- **Page**:
Introducing Asset-Oriented Modeling

This ambiguity is one reason for taking a different approach and removing the artificial separation between entity and relationship: in our model, both nouns and verbs become Assets. What is new here is that the classic relationships are treated on the same level as entities: as things. This syntactical reification (reify = to make into a thing) leads to a considerable simplification of the conceptual model, and has some other advantages, too. In particular, it results in models that are easy to transform into XML.

When modeling nouns and verbs as assets, there are two notable exceptions:

  • The verb "has" indicates either that an asset is attributed with a property, as in:

    A person has a name and a birth date.

    or that an asset aggregates other assets, as in:

    A saxophone has a mouthpiece.
  • The expression "is a" indicates that an asset acquires properties from another asset, as in:

    A jazz musician is a person.

The noun on the left hand side (jazz musician) is usually a more specific term; the noun on the right hand side is usually a more general term (person).

Let us see how we can model a rather complex sentence like:

A jam session is performed at a location and at a particular time.

A possible resolution is to model jam_session, performance, and location as assets. The asset performance has a qualifying property: time. Usually we use the noun form (performance) of a verb (performed) to name the corresponding asset.

graphics/performance.png

Asset or Property?

In the most general sense, an asset is anything we can talk about. But for the purpose of modeling we want to categorize the things we can talk about into assets and properties.

  • In our informal description, properties are usually indicated by the verb "has": A saxophone has a color.

  • Anything which plays a certain role in the context of our business is definitely an asset.

Tip:
In many cases the distinction between a property and an asset can be made using a simple rule: A property can belong to an asset, but an asset cannot belong to a property. For example: a color cannot have a saxophone.

However, the distinction between both is not always so easy, and depends in some cases on the context. Take for example:

An instrument has a maker.
A saxophone has a mouthpiece.

In the context of our small knowledge base, maker and mouthpiece do not play any particular role. So it is acceptable to model them as properties of instrument or saxophone. However, in the context of a supply chain for musical instruments, maker and mouthpiece would certainly play a role (as manufacturer and product), so we would have to model them as assets.

An item that is only connected to a single asset (like maker) is always a candidate for becoming a property. In contrast, an item that also has other relationships must be modeled as an asset. Take for example:

A project can result in an album.

Here, album could be modeled as a property of project, if we had not specified:

An album is reviewed by critics.

Composite Properties

In contrast to classic Entity Relationship Diagrams, we allow composite properties. Above, we modeled performance and location (for example, Cotton Club, Savoy Ballroom, or Centralstation) as separate assets. But if these locations play no particular role in our business case, we can just use a composite property to represent these items.

For

A jam session is performed at a location and at a particular time.

we might define a property performed_at that includes the sub-properties location and time.

Similarly, the property name of asset person may include the sub-properties first, middle, and last. A mouthpiece may have sub-properties body and reed. This technique of composite (or nested) properties allows us to arrive at very compact models and – not surprisingly – results in very appropriate XML representations.

A Notation for Properties

We are now ready to introduce a more formal notation for assets.

- **Excerpts from point annotation data**:
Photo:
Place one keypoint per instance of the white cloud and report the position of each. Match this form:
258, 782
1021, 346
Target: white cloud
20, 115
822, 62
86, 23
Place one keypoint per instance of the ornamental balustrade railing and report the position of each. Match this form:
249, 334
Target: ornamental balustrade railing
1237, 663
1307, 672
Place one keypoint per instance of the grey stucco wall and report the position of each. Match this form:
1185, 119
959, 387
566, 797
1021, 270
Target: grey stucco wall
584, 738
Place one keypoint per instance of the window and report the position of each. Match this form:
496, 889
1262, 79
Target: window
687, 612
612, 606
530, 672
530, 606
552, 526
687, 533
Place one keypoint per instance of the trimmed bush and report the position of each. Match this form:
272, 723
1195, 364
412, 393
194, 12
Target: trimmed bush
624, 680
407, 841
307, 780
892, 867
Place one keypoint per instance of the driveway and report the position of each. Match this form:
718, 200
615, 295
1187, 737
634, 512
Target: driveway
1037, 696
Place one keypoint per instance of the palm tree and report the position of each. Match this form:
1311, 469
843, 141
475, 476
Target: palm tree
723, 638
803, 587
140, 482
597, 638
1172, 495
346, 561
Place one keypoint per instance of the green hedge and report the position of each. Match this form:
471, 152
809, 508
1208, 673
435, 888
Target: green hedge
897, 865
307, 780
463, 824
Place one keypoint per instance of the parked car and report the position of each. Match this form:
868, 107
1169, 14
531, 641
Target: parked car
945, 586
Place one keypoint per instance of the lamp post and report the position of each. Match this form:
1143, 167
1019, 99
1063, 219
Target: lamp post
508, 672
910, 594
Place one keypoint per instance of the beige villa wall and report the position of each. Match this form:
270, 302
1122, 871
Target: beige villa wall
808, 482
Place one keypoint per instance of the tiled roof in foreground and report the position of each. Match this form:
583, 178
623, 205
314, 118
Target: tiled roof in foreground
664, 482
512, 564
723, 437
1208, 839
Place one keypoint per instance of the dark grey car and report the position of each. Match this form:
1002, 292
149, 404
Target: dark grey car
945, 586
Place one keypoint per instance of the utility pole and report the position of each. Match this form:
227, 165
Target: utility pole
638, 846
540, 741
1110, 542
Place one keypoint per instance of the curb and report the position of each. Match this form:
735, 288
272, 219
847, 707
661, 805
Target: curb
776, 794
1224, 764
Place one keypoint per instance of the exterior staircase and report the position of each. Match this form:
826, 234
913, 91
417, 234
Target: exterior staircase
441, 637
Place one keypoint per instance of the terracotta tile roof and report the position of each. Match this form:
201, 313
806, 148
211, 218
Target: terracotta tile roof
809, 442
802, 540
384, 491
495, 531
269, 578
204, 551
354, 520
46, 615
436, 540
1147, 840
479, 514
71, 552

- **The tasks**:
[a] Which sub-properties does the asset-oriented modeling page name in its section on composite properties?
[b] Does each statement agree with the asset-oriented modeling page? Answer yes or no for each, quoting the deciding words.
(i) In the jam session example, time is modeled as a separate asset.
(ii) An item connected to only a single asset is always a candidate for becoming a property.
(iii) Classic Entity Relationship Diagrams allow composite properties.
The entries were taken from a different source than the modeling page.

- **Results**:
[a]
- location
- time
- first
- middle
- last
- body
- reed

[b]
(i) No: "The asset performance has a qualifying property: time."
(ii) Yes: "An item that is only connected to a single asset (like maker) is always a candidate for becoming a property."
(iii) No: "In contrast to classic Entity Relationship Diagrams, we allow composite properties."